__Direction__.
Lines from the one containing "For the benchmark, annotate every instance of the tree" through the end of the data are to be returned exactly, and no others.

__The records__.
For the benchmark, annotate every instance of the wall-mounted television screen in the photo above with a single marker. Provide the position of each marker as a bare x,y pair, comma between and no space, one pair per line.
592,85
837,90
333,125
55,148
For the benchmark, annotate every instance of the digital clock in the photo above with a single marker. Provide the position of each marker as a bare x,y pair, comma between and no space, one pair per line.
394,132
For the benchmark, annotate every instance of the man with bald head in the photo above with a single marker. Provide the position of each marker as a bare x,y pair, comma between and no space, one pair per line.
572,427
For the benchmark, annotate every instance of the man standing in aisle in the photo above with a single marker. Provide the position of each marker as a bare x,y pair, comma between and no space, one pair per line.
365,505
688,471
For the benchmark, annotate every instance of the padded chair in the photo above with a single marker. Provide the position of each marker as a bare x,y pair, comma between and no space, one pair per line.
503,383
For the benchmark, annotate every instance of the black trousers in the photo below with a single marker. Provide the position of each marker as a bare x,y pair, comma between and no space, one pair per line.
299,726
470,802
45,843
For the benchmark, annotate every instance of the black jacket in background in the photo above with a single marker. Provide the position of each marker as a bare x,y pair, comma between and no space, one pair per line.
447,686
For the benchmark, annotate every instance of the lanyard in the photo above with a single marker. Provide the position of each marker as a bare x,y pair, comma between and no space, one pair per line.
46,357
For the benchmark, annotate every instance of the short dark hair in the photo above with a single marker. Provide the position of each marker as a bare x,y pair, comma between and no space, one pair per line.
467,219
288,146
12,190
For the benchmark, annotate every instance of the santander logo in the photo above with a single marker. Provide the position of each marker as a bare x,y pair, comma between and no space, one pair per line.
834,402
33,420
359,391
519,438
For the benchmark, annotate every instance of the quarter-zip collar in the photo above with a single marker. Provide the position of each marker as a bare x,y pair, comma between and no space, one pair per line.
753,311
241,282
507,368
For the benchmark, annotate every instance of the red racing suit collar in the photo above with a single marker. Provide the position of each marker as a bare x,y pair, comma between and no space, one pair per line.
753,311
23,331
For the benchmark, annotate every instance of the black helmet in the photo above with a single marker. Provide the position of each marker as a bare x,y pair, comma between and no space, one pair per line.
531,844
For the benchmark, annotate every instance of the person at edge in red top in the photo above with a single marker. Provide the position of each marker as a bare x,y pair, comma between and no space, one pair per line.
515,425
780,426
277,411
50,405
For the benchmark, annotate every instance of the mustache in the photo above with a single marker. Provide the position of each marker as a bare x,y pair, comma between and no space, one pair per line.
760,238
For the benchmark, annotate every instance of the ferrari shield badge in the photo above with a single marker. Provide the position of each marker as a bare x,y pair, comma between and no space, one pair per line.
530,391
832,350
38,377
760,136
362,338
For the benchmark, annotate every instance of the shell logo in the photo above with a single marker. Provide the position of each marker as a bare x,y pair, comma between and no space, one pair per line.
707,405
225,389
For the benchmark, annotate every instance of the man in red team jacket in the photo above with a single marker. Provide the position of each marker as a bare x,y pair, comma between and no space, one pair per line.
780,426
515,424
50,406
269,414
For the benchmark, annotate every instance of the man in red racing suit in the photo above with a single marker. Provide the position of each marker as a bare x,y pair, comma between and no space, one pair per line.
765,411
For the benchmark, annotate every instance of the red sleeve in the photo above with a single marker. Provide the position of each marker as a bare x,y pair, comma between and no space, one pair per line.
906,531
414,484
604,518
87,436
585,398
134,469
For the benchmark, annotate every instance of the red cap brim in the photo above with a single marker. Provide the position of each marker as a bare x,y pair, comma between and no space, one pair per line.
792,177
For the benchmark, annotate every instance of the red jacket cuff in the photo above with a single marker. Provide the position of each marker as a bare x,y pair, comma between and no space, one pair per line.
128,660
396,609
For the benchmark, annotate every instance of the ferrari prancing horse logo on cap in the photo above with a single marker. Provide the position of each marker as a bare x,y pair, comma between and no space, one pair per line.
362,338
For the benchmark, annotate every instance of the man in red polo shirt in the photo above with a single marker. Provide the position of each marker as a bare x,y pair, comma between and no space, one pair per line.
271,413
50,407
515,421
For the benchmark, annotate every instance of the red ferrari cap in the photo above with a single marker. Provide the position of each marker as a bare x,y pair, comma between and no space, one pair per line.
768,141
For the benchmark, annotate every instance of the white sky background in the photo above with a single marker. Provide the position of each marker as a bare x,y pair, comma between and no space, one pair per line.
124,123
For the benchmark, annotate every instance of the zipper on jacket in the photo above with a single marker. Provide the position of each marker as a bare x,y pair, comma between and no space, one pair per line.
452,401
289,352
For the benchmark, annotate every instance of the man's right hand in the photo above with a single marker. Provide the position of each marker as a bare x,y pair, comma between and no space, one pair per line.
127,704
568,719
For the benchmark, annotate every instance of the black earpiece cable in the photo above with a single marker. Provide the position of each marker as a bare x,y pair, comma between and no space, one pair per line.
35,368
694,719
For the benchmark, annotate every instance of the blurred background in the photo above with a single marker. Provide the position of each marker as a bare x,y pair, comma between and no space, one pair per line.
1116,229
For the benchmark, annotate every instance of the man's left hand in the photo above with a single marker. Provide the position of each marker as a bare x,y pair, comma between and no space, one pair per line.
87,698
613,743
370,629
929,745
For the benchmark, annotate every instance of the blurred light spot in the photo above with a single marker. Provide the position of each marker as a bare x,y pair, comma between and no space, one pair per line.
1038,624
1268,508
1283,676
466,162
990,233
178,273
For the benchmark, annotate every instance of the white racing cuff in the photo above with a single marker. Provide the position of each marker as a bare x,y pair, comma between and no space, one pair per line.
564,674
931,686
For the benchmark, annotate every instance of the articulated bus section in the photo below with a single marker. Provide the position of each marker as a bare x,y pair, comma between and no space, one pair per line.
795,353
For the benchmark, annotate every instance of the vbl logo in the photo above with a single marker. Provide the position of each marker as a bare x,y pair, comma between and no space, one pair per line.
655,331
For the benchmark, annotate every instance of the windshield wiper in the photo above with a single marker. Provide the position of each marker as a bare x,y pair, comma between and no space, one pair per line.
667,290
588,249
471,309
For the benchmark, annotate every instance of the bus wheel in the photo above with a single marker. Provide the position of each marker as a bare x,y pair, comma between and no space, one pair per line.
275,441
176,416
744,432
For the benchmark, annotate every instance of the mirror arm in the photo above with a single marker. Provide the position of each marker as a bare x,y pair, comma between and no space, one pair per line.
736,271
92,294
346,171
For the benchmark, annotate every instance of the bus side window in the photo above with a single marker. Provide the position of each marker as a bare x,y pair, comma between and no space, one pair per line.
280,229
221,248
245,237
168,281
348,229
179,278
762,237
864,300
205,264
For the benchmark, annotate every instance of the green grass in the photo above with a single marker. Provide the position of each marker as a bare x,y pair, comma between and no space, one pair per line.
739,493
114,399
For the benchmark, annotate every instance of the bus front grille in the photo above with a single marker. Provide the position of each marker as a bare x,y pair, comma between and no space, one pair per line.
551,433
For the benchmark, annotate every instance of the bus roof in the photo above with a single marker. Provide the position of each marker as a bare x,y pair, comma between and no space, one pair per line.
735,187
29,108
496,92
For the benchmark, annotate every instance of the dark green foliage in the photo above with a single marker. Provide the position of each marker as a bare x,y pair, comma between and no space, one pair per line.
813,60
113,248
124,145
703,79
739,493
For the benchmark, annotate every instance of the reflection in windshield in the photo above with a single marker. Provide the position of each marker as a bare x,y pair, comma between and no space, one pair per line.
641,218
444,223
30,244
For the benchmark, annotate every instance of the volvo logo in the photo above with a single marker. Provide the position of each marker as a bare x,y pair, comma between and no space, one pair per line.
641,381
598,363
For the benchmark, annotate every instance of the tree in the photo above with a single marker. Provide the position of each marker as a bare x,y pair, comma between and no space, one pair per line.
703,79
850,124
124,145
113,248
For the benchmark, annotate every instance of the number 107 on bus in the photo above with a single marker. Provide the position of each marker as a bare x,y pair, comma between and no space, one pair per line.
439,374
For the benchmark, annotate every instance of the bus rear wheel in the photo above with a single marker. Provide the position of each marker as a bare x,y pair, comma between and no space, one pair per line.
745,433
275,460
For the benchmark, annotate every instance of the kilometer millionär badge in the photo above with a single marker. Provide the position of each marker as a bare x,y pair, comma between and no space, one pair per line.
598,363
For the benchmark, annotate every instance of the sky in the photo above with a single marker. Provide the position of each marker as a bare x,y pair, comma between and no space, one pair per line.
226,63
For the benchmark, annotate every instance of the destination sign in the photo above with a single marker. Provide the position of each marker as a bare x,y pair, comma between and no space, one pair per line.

__Solution for this task__.
For the benchmark, annotate every instance of the tree in the photo above with a single marker. Provide the position of each marker as a bare x,y pair, comma between and no space, one pair per line.
703,79
850,124
124,145
113,248
For the benchmark, annotate every instance of the number 107 on bus in the photo above with a single marker. Provide the position of each marker as a bare x,y pair, comma between and no space, one pair per line.
439,374
For the benchmark, annotate every instance of the bus rear wheel in the photo above with a single marker. Provide the position of each marker as a bare x,y pair, comma between and no space, one pair per line.
745,433
275,460
For the benchmark, annotate every instance of the kilometer millionär badge in the photo above with a single marker. Provide the position of each marker as a bare x,y pair, comma between and no space, one pair per line.
598,363
For the benchmark, annotate every instance of the sky in the photo above with a single marker. Provide the position of each marker as a bare x,y pair, comma between and no space, one pair per line.
226,63
For the benchmark, annotate every instance of the destination sign in the photo above with a single marker. Provide the position of each marker as a bare x,y pair, comma between and no space, one pair per line.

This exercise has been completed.